=== Begin Enclosure ===

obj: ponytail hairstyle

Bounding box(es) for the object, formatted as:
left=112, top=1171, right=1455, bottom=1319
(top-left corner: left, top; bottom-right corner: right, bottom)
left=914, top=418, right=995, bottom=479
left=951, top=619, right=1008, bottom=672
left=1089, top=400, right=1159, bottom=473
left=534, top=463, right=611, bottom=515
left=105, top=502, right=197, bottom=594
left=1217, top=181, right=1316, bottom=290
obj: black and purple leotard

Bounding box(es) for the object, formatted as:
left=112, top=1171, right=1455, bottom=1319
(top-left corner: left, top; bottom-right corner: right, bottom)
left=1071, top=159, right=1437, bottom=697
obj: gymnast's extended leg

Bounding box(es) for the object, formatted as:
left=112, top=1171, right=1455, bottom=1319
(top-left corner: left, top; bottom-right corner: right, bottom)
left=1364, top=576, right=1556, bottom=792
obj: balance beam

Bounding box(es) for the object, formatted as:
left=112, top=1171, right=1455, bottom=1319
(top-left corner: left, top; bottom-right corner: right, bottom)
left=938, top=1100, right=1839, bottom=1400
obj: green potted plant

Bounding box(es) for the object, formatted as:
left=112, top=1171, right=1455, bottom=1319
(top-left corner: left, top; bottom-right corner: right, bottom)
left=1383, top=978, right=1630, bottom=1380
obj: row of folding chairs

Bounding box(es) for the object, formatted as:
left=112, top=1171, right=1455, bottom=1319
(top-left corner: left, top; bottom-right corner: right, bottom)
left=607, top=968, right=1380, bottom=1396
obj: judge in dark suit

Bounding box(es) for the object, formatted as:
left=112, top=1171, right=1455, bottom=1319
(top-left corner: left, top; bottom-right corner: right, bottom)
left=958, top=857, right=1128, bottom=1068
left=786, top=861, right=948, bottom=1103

=== End Enclosure ===

§ **WORK INSTRUCTIONS**: A word-for-word copy of all the entries is required.

§ **RESPONSE TO THE EXERCISE**:
obj: ponytail hairstyle

Bounding box(es) for the object, formatted as:
left=112, top=1171, right=1455, bottom=1319
(top-left corner: left, top; bottom-right corner: right, bottom)
left=914, top=418, right=995, bottom=479
left=951, top=619, right=1008, bottom=672
left=1089, top=400, right=1159, bottom=473
left=534, top=463, right=611, bottom=515
left=105, top=502, right=197, bottom=594
left=1217, top=181, right=1316, bottom=290
obj: black and purple leotard

Bounding box(es) for the object, formatted as:
left=112, top=1171, right=1455, bottom=1319
(top-left corner: left, top; bottom-right corner: right, bottom)
left=1071, top=159, right=1437, bottom=697
obj: gymnast's extended leg

Bounding box(es) for the object, formatted as:
left=112, top=1171, right=1455, bottom=1319
(top-left corner: left, top; bottom-right corner: right, bottom)
left=1364, top=576, right=1556, bottom=792
obj: balance beam

Bounding box(es) for the object, formatted as:
left=112, top=1171, right=1455, bottom=1319
(top-left corner: left, top; bottom-right corner: right, bottom)
left=938, top=1100, right=1839, bottom=1400
obj: green potted plant

Bounding box(es) for the object, formatted as:
left=112, top=1171, right=1455, bottom=1319
(top-left corner: left, top; bottom-right corner: right, bottom)
left=1383, top=978, right=1630, bottom=1380
obj: row of folding chairs

Bounding box(es) for the object, formatted as:
left=112, top=1171, right=1455, bottom=1319
(top-left corner: left, top; bottom-right corner: right, bottom)
left=607, top=968, right=1380, bottom=1396
obj: judge in dark suit

Bounding box(es) for the object, formatted as:
left=112, top=1171, right=1455, bottom=1319
(top-left corner: left, top; bottom-right corner: right, bottom)
left=958, top=857, right=1128, bottom=1068
left=786, top=861, right=948, bottom=1103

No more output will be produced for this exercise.